— begin —

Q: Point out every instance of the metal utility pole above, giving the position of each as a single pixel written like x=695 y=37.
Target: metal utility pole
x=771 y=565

— end —
— begin —

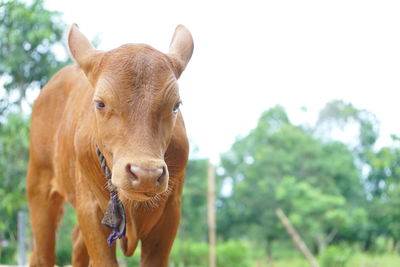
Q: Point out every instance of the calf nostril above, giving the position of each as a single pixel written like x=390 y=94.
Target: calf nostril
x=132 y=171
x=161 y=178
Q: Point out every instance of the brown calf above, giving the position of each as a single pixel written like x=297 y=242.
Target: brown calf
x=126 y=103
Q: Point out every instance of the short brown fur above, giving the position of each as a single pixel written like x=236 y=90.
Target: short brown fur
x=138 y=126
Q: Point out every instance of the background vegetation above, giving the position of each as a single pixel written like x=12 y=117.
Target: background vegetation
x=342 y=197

— end —

> WRITTEN EXERCISE
Write out the data again, starting with the line that contains "Q: Point out every instance of the brown" and going on through the line that contains "x=342 y=197". Swap in "background grass" wherever "background vegetation" appears, and leave everything else unchanged.

> RESPONSE
Q: Point out every instance of the brown calf above, giving the position of each as a single pixel written like x=297 y=242.
Target: brown calf
x=126 y=103
Q: Point out every instance of the short brown fur above, giving the position of each as a single pixel written like x=236 y=90.
Target: short brown fur
x=138 y=126
Q: Point out every instance of the background grass above, giving the position of each as a single pixel written like x=12 y=117.
Target: background grass
x=342 y=197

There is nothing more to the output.